Please write out each entry below exactly as given.

START Working data

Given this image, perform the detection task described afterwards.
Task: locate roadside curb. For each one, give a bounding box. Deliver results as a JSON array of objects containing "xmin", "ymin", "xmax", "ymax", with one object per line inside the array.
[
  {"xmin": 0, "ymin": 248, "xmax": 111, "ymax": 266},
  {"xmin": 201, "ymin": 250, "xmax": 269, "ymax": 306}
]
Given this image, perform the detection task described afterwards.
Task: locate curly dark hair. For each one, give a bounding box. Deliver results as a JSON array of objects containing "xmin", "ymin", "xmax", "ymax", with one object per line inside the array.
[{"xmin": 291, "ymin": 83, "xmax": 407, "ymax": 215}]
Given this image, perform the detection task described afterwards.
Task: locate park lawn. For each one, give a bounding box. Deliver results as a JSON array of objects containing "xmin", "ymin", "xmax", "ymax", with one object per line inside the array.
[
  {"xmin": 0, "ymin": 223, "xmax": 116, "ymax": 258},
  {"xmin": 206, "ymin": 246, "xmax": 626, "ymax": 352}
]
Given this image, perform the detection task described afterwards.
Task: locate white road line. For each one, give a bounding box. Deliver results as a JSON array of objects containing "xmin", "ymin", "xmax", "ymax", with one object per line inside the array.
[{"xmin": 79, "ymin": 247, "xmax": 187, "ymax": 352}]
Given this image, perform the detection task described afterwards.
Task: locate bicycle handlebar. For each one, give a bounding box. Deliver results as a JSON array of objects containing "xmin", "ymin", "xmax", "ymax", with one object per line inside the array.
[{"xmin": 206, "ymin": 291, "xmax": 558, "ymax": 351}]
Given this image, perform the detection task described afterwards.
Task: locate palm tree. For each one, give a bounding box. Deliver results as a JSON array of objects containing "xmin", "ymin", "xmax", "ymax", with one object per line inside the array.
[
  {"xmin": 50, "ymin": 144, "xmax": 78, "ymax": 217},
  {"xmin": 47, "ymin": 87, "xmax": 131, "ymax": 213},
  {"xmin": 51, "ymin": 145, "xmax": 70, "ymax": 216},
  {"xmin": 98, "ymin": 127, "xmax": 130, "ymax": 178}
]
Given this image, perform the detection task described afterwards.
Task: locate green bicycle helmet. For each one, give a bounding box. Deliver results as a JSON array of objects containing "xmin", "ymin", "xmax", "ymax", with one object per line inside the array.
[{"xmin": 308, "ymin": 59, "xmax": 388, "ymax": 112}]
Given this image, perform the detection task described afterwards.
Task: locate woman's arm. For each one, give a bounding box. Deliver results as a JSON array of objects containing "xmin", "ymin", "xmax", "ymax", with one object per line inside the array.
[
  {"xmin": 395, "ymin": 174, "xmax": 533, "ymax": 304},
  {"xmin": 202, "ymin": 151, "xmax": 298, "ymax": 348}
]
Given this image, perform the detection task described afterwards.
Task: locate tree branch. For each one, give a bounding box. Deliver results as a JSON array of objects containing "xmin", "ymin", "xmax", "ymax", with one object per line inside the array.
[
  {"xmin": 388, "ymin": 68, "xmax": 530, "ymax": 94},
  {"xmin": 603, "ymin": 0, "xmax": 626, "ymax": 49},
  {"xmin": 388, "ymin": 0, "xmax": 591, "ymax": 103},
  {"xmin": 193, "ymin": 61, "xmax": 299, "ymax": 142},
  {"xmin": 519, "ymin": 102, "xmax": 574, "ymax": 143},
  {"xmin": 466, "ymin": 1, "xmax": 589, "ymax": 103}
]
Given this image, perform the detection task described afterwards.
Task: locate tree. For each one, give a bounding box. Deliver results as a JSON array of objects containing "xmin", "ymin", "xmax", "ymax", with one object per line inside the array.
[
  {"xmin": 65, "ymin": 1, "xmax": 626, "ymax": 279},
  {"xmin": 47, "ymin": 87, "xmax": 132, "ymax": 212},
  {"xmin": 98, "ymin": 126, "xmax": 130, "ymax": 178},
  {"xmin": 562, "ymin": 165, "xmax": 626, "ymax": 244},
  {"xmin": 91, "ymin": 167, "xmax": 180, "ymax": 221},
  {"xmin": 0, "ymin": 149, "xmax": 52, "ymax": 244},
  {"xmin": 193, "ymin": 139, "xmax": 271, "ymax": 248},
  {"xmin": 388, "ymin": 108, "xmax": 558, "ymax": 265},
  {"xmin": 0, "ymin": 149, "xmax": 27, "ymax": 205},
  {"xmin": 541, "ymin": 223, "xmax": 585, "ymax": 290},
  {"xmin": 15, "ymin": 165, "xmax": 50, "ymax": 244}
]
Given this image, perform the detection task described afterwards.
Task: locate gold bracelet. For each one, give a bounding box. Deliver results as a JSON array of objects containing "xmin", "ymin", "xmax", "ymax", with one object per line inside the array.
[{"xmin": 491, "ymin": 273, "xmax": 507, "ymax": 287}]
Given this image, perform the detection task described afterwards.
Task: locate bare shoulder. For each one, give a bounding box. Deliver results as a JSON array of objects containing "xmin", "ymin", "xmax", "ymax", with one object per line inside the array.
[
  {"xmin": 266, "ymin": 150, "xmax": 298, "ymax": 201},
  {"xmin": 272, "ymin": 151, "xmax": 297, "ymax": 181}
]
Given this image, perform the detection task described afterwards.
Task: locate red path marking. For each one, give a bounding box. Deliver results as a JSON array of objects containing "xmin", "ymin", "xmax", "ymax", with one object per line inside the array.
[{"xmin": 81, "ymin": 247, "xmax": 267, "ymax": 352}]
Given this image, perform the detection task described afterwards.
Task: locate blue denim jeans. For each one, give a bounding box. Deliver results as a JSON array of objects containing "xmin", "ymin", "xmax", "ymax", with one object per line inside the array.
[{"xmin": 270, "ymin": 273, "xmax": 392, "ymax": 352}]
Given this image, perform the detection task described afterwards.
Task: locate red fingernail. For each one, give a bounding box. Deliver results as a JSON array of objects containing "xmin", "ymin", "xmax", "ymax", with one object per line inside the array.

END Working data

Answer ::
Given this image, perform the detection task described afterwards.
Task: locate roadside curb. For each one, give a bounding box. Deliver results as a JSON array of objects containing "xmin", "ymin", "xmax", "ymax", with one object per line inside the array.
[
  {"xmin": 0, "ymin": 248, "xmax": 111, "ymax": 266},
  {"xmin": 201, "ymin": 250, "xmax": 269, "ymax": 306}
]
Given this image, perform the detection task described afterwards.
Task: locate curly dark hair. For each one, give a bounding box. Deliver results as a JSON array of objects containing "xmin", "ymin", "xmax", "ymax", with one object per line inside the array.
[{"xmin": 291, "ymin": 83, "xmax": 407, "ymax": 215}]
Given this image, perform the detection task described afterwards.
Task: locate park lawn. For each one, give a bounding box. Deliver results as a JSON array of objects containing "xmin", "ymin", "xmax", "ymax", with one object per line inside the array.
[
  {"xmin": 0, "ymin": 223, "xmax": 116, "ymax": 258},
  {"xmin": 206, "ymin": 246, "xmax": 626, "ymax": 352}
]
Given this image, perform the detection task described afterwards.
Task: locate white road line. For each one, give a bounding box. Deliver results as a JSON array of objects containing "xmin", "ymin", "xmax", "ymax", with one object per line inside the array.
[{"xmin": 79, "ymin": 247, "xmax": 187, "ymax": 352}]
Given this image, perform the detection task described afterwards.
Task: locate bicycle handlebar. For each one, give a bounding box. Deliver results as a JSON array of objects containing "xmin", "ymin", "xmax", "ymax", with one object per line inside the array.
[{"xmin": 206, "ymin": 291, "xmax": 558, "ymax": 351}]
Given this image, perform the detection task described afterwards.
Task: locate palm tree. For each one, give a bounding box. Deliver results as a JSON array of objects containing "xmin", "ymin", "xmax", "ymax", with one object per line inside the array.
[
  {"xmin": 50, "ymin": 144, "xmax": 78, "ymax": 217},
  {"xmin": 47, "ymin": 87, "xmax": 131, "ymax": 213},
  {"xmin": 51, "ymin": 145, "xmax": 70, "ymax": 216},
  {"xmin": 98, "ymin": 127, "xmax": 130, "ymax": 178}
]
Given this image, perform the detection task described afterwards.
Task: locate green bicycle helmet. For each one, give a bounding box. Deliver results as a JSON array of objects containing "xmin", "ymin", "xmax", "ymax", with one object per line inside the array.
[{"xmin": 308, "ymin": 59, "xmax": 388, "ymax": 112}]
Given this image, perform the detection task described afterwards.
Task: locate woman's arm. For each one, give a bounding box. Deliver results as a JSON array of objects containing "xmin", "ymin", "xmax", "ymax", with one object per line inside the array.
[
  {"xmin": 395, "ymin": 174, "xmax": 533, "ymax": 304},
  {"xmin": 202, "ymin": 151, "xmax": 298, "ymax": 348}
]
Given this image, perform the detection task described afterwards.
Task: locate tree branch. For each one, give a bounding box. Deliver results as a JSON array of objects containing "xmin", "ymin", "xmax", "ymax", with one object per line inside the array.
[
  {"xmin": 388, "ymin": 68, "xmax": 530, "ymax": 94},
  {"xmin": 603, "ymin": 0, "xmax": 626, "ymax": 49},
  {"xmin": 388, "ymin": 0, "xmax": 591, "ymax": 103},
  {"xmin": 193, "ymin": 61, "xmax": 299, "ymax": 142},
  {"xmin": 519, "ymin": 102, "xmax": 574, "ymax": 143},
  {"xmin": 466, "ymin": 1, "xmax": 589, "ymax": 103}
]
Given this image, perform the detection task described afterwards.
Task: locate tree. For each one, give a bounding box. Deliver results as a JSON array of objects containing "xmin", "ymin", "xmax", "ymax", with one object per line inside the array.
[
  {"xmin": 65, "ymin": 1, "xmax": 626, "ymax": 279},
  {"xmin": 47, "ymin": 87, "xmax": 132, "ymax": 212},
  {"xmin": 98, "ymin": 126, "xmax": 130, "ymax": 178},
  {"xmin": 562, "ymin": 165, "xmax": 626, "ymax": 244},
  {"xmin": 91, "ymin": 167, "xmax": 180, "ymax": 221},
  {"xmin": 0, "ymin": 149, "xmax": 52, "ymax": 244},
  {"xmin": 193, "ymin": 139, "xmax": 271, "ymax": 248},
  {"xmin": 388, "ymin": 108, "xmax": 558, "ymax": 265},
  {"xmin": 0, "ymin": 149, "xmax": 27, "ymax": 205},
  {"xmin": 541, "ymin": 223, "xmax": 585, "ymax": 290},
  {"xmin": 15, "ymin": 165, "xmax": 50, "ymax": 244}
]
Given this image, perform the detection task described afterwards.
Task: locate gold bracelet. For each one, give a bounding box. Deliver results as a JSON array of objects containing "xmin", "ymin", "xmax", "ymax", with one object per line inside the array.
[{"xmin": 491, "ymin": 273, "xmax": 507, "ymax": 287}]
Given this image, perform the detection task described afterwards.
Task: locate bare shoulder. For each one, give a bounding box. Deliver results as a JSON array of objects containing "xmin", "ymin", "xmax", "ymax", with one object per line inside the array.
[
  {"xmin": 266, "ymin": 150, "xmax": 298, "ymax": 201},
  {"xmin": 272, "ymin": 151, "xmax": 297, "ymax": 181}
]
Given this image, perform the detection task described afterwards.
Task: locate red path marking. For each one, give a bounding box. Deliver results as a JSON array of objects containing "xmin", "ymin", "xmax", "ymax", with one object per line inside the array.
[{"xmin": 81, "ymin": 247, "xmax": 267, "ymax": 352}]
Given this image, perform the detection task described afterwards.
Task: locate blue denim jeans. For each one, give a bounding box. Deliver results as a JSON array of objects containing "xmin", "ymin", "xmax", "ymax", with one object per line inside the array.
[{"xmin": 270, "ymin": 273, "xmax": 392, "ymax": 352}]
Given this image, perform the detection task described afterwards.
Task: locate red fingernail. For each one, give a bounding box. Deliver results as a JSON array of objects containing "xmin", "ymin", "xmax", "ymax", with one object per line inside the array.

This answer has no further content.